The authors use a consistent training setup for both LLM and DiT components, with the LLM trained using AdamW and a cosine learning rate schedule, while the DiT uses a diffusion loss and a higher learning rate. Training is conducted for 4, 16, 64, and 256 epochs with a global batch size of 1024, and the models include Qwen2.5 1.5B and 7B LLMs paired with DiT variants ranging from 0.5B to 9.8B parameters.

The authors compare the impact of shift augmentation in the latent space during text-to-image diffusion training. Results show that applying shift augmentation significantly improves performance, increasing GenEval from 23.6 to 49.6 and DPG-Bench from 54.8 to 76.8, indicating that shift augmentation enhances both generation quality and alignment with human preferences.

The authors compare DiT variants of different scales, showing that as the model size increases, the hidden size grows significantly while the number of heads and depth remain constant. This indicates that scaling DiT models primarily involves increasing the hidden dimension rather than altering the architecture's depth or attention heads.

= Data section =

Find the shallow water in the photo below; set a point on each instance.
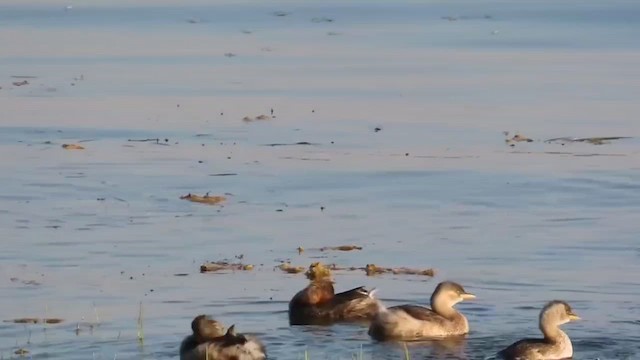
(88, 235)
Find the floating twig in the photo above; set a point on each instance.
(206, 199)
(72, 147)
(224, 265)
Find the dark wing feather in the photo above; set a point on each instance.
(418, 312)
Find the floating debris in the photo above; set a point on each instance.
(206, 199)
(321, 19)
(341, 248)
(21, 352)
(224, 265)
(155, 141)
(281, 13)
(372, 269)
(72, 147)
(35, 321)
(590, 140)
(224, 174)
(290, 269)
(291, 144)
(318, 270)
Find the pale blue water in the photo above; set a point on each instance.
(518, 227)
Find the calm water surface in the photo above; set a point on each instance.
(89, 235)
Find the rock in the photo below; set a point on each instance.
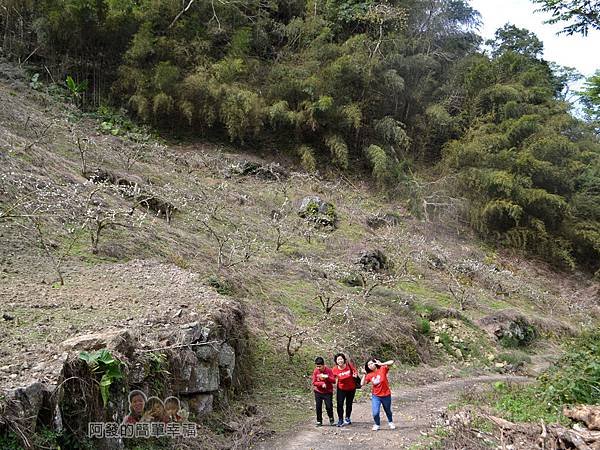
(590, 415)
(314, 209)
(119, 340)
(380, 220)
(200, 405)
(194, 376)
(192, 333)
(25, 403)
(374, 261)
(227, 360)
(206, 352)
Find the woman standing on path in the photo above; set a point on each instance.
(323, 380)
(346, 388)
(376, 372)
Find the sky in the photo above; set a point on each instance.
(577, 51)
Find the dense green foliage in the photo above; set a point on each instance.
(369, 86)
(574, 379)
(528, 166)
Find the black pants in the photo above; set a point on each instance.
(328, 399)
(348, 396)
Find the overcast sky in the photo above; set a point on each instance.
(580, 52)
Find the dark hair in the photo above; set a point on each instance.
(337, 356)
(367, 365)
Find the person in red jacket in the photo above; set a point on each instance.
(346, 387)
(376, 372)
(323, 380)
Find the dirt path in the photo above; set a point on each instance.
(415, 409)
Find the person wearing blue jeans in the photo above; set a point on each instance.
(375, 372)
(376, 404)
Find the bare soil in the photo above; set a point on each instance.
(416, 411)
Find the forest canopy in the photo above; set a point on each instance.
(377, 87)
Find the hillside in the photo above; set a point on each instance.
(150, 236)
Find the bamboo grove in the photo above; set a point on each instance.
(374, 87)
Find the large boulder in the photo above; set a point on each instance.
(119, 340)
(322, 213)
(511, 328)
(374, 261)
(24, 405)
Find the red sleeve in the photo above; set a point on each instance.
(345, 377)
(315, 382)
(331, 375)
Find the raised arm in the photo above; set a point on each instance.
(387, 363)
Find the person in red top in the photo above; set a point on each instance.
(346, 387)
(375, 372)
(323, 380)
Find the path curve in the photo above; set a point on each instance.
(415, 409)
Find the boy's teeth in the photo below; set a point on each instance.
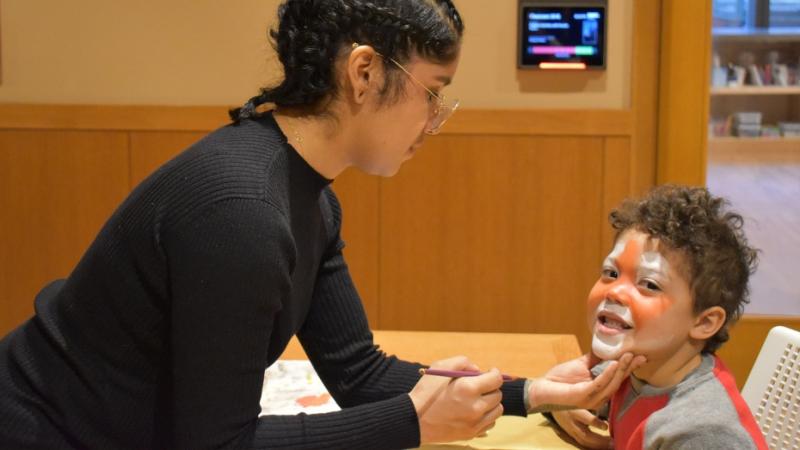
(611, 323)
---
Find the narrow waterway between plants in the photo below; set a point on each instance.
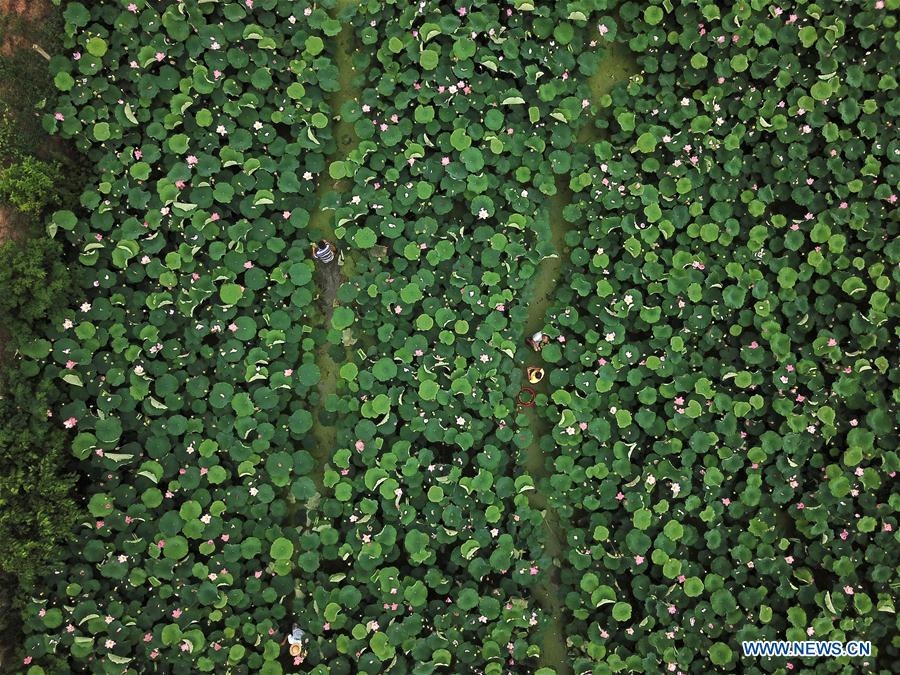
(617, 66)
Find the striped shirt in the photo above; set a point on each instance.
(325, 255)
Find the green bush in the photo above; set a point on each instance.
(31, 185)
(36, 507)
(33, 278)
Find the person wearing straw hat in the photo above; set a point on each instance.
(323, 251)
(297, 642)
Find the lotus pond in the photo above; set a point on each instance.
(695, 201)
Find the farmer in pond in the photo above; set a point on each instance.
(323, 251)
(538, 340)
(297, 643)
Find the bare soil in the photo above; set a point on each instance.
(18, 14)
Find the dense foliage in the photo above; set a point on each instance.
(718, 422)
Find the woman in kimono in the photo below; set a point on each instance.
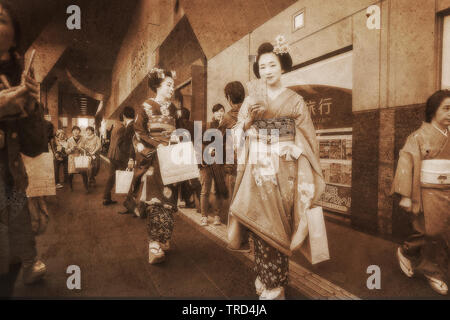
--
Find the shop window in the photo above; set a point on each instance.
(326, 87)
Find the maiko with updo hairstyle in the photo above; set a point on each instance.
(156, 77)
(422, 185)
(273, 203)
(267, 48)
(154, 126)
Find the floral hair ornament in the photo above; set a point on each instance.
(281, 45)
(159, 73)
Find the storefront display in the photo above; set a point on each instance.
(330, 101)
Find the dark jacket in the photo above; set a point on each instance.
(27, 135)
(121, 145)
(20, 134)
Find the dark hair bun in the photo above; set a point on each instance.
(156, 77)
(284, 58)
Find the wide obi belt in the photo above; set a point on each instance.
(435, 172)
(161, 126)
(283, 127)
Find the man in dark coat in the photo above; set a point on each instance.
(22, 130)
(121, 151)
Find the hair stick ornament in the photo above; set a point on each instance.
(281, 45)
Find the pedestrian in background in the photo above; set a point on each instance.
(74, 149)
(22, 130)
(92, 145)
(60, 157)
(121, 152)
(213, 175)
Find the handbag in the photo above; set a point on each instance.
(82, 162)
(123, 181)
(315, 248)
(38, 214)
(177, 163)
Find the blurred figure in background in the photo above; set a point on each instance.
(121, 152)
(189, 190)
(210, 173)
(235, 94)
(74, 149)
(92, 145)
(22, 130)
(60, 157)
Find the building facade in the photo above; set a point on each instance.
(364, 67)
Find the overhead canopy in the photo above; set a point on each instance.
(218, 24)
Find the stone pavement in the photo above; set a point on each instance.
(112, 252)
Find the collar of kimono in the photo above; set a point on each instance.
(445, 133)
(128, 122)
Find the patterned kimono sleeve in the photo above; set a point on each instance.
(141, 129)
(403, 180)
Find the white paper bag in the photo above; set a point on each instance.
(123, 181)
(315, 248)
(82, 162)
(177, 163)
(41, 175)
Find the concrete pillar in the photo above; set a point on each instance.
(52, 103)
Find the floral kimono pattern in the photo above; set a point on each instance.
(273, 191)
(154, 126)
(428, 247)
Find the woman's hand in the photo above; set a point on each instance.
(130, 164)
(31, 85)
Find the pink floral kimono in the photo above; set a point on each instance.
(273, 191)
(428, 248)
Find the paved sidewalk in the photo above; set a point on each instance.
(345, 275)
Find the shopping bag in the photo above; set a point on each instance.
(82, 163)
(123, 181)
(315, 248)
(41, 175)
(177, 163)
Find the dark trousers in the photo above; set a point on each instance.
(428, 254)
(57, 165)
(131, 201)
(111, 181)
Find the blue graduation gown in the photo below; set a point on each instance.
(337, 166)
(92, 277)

= Tasks =
(a) Can you quote the passage on LLM and DiT training word for word, starting with "The authors compare the" and going on through "with human preferences."?
(b) How does the passage on LLM and DiT training go on after its last sentence? Write a continuation from that point.

= Responses to the exercise =
(a)
The authors compare the impact of shift augmentation in the latent space during text-to-image diffusion training. Results show that applying shift augmentation significantly improves performance, increasing GenEval from 23.6 to 49.6 and DPG-Bench from 54.8 to 76.8, indicating that shift augmentation enhances both generation quality and alignment with human preferences.

(b)
Results show that combining synthetic and web data yields the highest performance, with a GenEval score of 49.5 and a DPG-Bench score of 76.9, outperforming either data type alone or doubled synthetic data. This indicates synergistic benefits from complementary data sources rather than increased volume.

The authors compare the performance of RAE-based and VAE-based models on several evaluation metrics, showing that the RAE-based model outperforms the VAE-based model across all tasks, with the exception of TVQA where the VAE-based model achieves a slightly higher score. The RAE-based model also demonstrates greater stability during finetuning, maintaining performance over longer training periods while the VAE-based model overfits rapidly.